> Stated exercise A
Update the entries starting with the line containing "the tall upright" and going on through the last entry, swapping "brown seed pod" for "dry seed capsule" and leaving everything else unchanged. Give back only those lines.

> Supplied passage
===============
Summary:ASTERISK-04710: [patch] Make Realtime SIP Clusterable
Reporter:Anthony Minessale (anthm)Labels:
Date Opened:2005-07-27 14:50:25Date Closed:2008-01-15 15:52:27.000-0600
Versions:Frequency of
Environment:Attachments:( 0) sip_cluster_rev3.diff
( 1) sip_cluster_rev4.diff
( 2) sip_cluster_rev5_plus_bug_3923_rev1.diff
( 3) sip_cluster_rev5_plus_bug_3923.diff
( 4) sip_cluster_rev6.diff.txt
( 5) sip_cluster_rev7.diff.txt
( 6) utils_rev2.diff
( 7) utils_rev3.diff
( 8) utils.diff
Description:This patch is the finishing touch on the cluster work I was doing recently.

When realtime is in use, the fullcontact will be placed/taken from the realtime abstraction layer rather than astdb which limits the registration to 1 box.

With this patch applied and the activation of thes options in [general]

10 boxes may share 1 realtime db and once you register on any 1 box
inbound and outbound calls to the peer may be placed on the other 9 with no
further registration.

*NOTE* make sure you add the fullcontact column to your realtime sip table if you are using a database.
*NOTE* this already works on IAX and this patch is all that stands in the way of them behaving identically with the aforementioned options.


Disclaimer on file.
Comments:By: Olle Johansson (oej) 2005-07-28 15:46:14

Hey, anthm, the url_encode is taken from another patch and you've changed it from the original version, so that it's not compatible with my original patch.

Please use the one I have in utils.c in report 3923.

By: Lorenz Barth (bartpbx) 2005-07-29 11:28:32

after applying this patch to todays HEAD i recive:

Jul 29 18:10:30 WARNING[16238] chan_sip.c: sip_xmit of 0x81a7218 (len 770) to xx.xxx.xx.xxx returned -1: Invalid argument
Jul 29 18:10:32 WARNING[16224] chan_sip.c: sip_xmit of 0x81a7218 (len 770) to xx.xxx.xx.xxx returned -1: Invalid argument
Jul 29 18:10:34 WARNING[16224] chan_sip.c: sip_xmit of 0x81a7218 (len 770) to xx.xxx.xx.xxx returned -1: Invalid argument

On a call from asterisk to a nated sip client. The call does not go throug. If i revert this patch the same call goes through without any warings.

By: Anthony Minessale (anthm) 2005-07-29 11:35:46

maybe we should devise a patch for just url_encode and decode the decode was already in chan_sip, i made my own encode so we could move them into utils as 1 patch then use them in the other patches

By: Anthony Minessale (anthm) 2005-07-29 13:55:44

utils.diff patch moves the url_* to utils.c
sip_cluster_rev1.diff uses it this new way.

By: Olle Johansson (oej) 2005-07-29 14:05:17

Why create a new patch when I already have it in ASTERISK-3833?
===============
[Entries from a data source]
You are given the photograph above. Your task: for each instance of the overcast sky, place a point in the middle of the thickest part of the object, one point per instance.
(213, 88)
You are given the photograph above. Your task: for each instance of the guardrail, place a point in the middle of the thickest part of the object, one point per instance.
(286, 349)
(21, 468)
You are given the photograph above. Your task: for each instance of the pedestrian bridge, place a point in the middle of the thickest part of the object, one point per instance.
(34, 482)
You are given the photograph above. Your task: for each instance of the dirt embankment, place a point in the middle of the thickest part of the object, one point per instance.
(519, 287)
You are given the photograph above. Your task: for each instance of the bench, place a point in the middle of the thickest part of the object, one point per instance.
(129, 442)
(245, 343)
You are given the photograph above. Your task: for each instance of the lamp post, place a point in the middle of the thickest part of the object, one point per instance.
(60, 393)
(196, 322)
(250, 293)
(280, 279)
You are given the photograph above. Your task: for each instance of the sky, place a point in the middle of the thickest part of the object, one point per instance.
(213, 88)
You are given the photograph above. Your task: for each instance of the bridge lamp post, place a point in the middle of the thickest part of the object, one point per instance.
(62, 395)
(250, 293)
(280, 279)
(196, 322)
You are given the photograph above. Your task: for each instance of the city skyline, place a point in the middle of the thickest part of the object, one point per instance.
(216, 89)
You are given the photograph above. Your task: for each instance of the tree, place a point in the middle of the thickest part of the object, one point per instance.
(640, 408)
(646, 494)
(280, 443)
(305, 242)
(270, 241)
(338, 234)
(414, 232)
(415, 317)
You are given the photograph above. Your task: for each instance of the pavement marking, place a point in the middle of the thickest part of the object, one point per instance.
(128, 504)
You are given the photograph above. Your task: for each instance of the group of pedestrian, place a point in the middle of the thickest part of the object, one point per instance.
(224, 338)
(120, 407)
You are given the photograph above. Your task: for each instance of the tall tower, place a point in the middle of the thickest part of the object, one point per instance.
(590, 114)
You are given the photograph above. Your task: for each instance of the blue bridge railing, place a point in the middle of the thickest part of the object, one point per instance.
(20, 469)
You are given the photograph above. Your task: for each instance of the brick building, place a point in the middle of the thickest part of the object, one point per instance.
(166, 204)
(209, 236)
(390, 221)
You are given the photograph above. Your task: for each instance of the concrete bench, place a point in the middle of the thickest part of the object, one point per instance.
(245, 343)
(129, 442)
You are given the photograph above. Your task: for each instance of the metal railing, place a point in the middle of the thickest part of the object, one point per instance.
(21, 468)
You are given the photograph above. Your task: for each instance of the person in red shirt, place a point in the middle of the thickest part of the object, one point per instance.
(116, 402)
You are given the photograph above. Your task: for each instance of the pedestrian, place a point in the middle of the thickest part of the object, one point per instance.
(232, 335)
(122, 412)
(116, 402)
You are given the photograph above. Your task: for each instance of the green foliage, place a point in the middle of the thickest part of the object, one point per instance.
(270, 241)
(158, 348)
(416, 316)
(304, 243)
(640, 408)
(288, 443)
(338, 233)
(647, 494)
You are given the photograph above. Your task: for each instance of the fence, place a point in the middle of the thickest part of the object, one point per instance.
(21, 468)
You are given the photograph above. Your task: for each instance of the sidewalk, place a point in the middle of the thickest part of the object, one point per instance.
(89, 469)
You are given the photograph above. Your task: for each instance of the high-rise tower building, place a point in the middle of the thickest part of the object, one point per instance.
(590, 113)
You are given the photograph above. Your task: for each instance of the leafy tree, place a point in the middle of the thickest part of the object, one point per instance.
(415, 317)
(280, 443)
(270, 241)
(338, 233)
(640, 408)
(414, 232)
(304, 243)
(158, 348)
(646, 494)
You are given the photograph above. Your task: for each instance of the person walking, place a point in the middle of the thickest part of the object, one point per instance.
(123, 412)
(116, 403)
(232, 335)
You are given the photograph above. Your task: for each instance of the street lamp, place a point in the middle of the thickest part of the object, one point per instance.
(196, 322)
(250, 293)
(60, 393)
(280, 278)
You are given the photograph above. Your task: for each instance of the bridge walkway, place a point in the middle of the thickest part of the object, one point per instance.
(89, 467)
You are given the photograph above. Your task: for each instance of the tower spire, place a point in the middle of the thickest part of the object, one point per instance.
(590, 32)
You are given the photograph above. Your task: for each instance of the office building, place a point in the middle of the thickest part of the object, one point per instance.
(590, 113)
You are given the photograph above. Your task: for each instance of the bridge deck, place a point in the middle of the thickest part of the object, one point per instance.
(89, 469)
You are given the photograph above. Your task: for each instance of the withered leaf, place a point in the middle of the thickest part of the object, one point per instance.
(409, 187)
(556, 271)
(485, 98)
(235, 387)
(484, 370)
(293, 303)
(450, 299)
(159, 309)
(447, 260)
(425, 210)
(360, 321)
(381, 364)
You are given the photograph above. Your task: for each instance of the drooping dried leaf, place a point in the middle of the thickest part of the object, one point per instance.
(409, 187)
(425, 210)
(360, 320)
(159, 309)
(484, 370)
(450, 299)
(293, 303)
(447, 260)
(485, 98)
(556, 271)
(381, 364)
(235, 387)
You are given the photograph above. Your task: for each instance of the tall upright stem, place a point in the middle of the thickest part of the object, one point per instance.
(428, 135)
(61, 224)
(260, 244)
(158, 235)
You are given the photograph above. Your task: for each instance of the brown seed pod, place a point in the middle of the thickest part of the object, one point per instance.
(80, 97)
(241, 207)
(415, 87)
===============
> Stated exercise B
Reproduce the passage of the patch thread starting with "On a call from" and going on through "it in ASTERISK-3833?", word for word.

> Full solution A
You are given the photograph above. Your task: for each instance of the tall upright stem, place a point in the middle of the thickest part of the object, one point per instance.
(428, 135)
(61, 224)
(260, 244)
(158, 235)
You are given the photograph above. Your task: for each instance of the dry seed capsule, place a point in the middle of the thickest part of the object, one point per instance.
(80, 97)
(241, 207)
(415, 87)

> Full solution B
On a call from asterisk to a nated sip client. The call does not go throug. If i revert this patch the same call goes through without any warings.

By: Anthony Minessale (anthm) 2005-07-29 11:35:46

maybe we should devise a patch for just url_encode and decode the decode was already in chan_sip, i made my own encode so we could move them into utils as 1 patch then use them in the other patches

By: Anthony Minessale (anthm) 2005-07-29 13:55:44

utils.diff patch moves the url_* to utils.c
sip_cluster_rev1.diff uses it this new way.

By: Olle Johansson (oej) 2005-07-29 14:05:17

Why create a new patch when I already have it in ASTERISK-3833?